WORK REQUIRED — Copy the rows word for word from the very first one through the line containing "0;290;402;484", and include that line. Omit the pictures.

DATA PROVIDED —
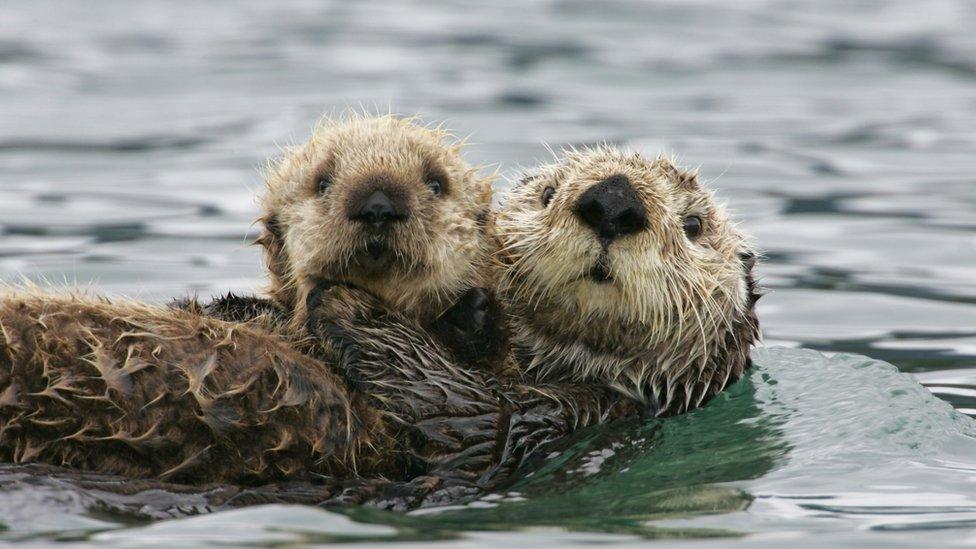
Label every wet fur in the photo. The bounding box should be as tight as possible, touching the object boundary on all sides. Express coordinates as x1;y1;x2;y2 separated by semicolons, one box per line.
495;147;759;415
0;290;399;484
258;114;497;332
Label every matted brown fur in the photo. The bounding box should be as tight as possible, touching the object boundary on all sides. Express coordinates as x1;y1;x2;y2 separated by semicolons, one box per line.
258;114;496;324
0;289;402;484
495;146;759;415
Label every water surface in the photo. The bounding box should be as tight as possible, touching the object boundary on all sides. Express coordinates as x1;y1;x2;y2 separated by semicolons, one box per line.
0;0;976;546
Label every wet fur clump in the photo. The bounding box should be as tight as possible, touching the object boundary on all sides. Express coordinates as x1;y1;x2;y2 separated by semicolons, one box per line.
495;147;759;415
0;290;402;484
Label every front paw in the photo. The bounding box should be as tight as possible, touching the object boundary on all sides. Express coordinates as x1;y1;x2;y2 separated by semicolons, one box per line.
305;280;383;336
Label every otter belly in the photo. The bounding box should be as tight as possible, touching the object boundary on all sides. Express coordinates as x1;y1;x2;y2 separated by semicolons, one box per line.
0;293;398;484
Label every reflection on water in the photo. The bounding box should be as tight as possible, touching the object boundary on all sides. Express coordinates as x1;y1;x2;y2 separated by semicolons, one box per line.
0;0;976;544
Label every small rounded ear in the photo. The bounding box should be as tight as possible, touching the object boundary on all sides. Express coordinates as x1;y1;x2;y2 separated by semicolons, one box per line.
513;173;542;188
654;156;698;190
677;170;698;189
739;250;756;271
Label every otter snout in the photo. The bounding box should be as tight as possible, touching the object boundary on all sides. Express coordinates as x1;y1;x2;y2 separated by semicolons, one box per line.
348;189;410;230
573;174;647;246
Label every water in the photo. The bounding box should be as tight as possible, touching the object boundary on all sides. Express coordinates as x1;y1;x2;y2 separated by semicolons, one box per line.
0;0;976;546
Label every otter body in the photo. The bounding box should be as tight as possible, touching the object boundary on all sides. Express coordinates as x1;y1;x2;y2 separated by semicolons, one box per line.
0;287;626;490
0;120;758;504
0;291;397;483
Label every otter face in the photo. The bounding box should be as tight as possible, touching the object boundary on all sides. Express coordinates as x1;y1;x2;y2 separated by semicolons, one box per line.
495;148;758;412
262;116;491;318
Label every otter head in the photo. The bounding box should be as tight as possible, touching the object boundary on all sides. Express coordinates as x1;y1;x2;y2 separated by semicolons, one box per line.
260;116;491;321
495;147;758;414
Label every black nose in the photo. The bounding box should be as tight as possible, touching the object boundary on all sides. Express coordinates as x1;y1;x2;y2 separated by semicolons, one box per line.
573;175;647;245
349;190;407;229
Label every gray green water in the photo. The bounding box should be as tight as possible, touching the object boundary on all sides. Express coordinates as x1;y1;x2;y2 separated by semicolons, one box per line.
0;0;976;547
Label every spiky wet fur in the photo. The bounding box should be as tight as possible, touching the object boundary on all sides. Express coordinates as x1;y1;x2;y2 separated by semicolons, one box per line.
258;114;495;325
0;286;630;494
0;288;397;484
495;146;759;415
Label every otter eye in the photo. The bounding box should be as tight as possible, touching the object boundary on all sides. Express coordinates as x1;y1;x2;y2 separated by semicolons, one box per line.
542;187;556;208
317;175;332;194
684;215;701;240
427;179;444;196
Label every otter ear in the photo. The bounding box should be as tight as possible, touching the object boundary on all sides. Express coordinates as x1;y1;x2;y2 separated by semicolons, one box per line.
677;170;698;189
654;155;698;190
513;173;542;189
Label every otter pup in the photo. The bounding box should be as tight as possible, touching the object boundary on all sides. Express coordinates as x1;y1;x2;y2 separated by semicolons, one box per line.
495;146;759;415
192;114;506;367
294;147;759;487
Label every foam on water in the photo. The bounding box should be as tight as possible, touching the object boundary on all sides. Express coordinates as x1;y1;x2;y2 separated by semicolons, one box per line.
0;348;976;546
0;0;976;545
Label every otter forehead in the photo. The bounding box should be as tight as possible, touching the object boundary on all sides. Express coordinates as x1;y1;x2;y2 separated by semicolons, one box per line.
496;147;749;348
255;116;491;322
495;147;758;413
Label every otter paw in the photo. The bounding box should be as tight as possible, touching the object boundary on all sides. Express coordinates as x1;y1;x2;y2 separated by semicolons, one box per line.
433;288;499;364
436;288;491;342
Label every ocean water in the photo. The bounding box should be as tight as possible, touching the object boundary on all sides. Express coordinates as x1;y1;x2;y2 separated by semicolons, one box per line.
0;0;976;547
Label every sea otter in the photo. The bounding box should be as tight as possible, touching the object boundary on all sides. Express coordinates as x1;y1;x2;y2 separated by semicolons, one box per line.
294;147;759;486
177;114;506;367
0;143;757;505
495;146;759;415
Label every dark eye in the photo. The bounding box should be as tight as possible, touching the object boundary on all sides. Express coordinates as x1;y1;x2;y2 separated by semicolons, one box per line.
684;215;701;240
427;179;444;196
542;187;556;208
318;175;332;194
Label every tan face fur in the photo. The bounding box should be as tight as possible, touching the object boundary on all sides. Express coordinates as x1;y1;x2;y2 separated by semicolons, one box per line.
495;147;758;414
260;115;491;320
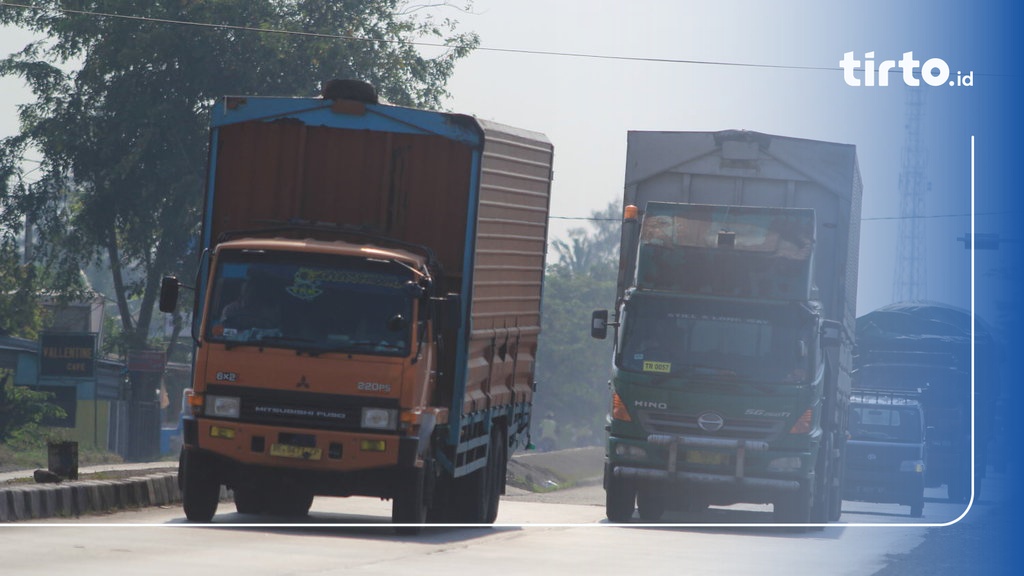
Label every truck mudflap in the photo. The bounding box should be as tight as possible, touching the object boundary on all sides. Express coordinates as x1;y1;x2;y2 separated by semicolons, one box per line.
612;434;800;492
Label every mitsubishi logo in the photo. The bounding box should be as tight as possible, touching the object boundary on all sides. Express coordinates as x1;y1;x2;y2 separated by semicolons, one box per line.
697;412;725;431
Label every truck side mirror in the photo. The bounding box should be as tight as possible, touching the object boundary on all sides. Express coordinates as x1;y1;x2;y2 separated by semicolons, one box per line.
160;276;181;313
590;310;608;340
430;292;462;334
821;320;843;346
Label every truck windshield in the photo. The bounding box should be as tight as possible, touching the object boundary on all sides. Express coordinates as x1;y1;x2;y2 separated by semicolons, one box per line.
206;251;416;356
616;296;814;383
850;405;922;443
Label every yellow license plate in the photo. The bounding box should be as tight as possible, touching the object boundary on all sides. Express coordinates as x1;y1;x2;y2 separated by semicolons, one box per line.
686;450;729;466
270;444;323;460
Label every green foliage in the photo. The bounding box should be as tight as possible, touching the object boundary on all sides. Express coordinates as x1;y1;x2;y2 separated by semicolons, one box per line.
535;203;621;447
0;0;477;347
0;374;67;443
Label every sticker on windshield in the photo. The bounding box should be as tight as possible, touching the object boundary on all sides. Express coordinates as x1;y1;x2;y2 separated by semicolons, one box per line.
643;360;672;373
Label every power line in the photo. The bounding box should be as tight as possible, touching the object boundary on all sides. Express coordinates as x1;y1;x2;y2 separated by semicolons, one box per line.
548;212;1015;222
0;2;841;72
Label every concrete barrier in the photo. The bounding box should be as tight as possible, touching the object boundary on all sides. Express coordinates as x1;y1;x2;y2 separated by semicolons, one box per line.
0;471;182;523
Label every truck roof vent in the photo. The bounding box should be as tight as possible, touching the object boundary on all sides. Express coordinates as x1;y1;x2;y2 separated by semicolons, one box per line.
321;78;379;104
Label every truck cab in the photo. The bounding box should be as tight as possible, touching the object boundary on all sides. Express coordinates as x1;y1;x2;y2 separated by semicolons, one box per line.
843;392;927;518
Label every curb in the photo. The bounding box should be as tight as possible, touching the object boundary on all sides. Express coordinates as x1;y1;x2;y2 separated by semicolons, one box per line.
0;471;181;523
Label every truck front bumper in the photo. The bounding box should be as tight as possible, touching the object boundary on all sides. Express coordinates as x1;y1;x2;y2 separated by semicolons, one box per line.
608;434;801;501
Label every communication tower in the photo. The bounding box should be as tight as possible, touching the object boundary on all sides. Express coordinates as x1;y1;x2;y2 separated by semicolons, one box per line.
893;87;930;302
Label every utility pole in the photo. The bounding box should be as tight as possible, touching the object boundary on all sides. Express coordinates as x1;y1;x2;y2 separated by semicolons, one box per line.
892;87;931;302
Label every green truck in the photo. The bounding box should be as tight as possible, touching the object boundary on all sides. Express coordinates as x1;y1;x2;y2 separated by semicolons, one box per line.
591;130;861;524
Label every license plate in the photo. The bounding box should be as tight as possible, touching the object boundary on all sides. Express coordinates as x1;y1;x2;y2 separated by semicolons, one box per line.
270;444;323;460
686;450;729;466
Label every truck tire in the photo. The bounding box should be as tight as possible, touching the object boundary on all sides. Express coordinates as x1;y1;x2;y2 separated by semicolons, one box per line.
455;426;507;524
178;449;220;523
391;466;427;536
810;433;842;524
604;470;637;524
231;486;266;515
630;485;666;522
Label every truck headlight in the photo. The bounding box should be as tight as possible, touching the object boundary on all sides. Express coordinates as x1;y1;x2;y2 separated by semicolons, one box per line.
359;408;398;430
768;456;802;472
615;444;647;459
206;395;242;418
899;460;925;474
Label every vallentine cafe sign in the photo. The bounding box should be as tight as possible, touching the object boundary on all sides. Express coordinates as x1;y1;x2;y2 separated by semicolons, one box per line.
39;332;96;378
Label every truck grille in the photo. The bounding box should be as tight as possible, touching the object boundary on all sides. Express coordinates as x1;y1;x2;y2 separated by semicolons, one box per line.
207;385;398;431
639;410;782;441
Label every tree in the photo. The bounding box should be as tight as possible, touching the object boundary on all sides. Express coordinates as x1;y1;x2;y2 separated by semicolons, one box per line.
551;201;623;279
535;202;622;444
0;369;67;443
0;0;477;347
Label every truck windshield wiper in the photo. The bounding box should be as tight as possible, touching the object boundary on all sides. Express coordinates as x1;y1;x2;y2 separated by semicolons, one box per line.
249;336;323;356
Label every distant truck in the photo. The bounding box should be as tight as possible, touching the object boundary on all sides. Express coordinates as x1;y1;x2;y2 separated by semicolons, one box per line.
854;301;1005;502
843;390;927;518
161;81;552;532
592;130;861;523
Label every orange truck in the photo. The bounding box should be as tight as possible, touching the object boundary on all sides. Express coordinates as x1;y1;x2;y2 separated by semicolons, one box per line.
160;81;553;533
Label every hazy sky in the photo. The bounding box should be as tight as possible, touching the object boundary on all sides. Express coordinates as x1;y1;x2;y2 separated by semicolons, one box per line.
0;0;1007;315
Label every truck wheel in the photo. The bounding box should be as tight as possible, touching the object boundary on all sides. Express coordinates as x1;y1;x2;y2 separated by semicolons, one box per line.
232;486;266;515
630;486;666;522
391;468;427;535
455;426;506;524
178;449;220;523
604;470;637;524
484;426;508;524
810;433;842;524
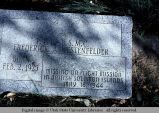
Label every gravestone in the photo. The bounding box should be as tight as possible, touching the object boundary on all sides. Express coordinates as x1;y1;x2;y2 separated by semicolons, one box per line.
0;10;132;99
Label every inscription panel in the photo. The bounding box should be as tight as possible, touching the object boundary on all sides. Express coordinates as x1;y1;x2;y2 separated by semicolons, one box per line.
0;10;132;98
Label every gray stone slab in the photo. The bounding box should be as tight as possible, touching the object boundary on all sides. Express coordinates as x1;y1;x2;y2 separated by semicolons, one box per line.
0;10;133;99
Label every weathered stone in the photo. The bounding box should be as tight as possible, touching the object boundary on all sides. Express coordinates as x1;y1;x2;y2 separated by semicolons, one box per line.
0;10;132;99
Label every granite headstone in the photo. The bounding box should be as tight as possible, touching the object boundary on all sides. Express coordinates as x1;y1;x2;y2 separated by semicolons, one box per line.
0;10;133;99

CORRECT OUTPUT —
Label every wet fur in the photo. The bounding box should be as tight as possible, touching the object boundary on all sides. Express coordinates as x1;y1;x2;y2 separated by semicolons, one box per line.
495;147;759;415
0;290;399;484
258;114;497;332
Label every matted brown fur in the photo. The bounding box should be as tight as possible, touching the object boundary on all sides. Express coordinates as x1;y1;x2;y2 separated by semicolons, one box per line.
258;114;496;324
0;289;402;484
495;146;759;415
Label every water surface in the photo. The bounding box should be as tight as possible, touching the object boundary on all sides. Express coordinates as x1;y1;x2;y2 separated by semicolons, one box per line.
0;0;976;546
Label every wet fur clump in the photo. The bounding box should be as tight as possible, touching the object boundary on all sides. Express coordinates as x1;y1;x2;y2 separated by semicolons, one box per line.
495;147;759;415
0;290;402;484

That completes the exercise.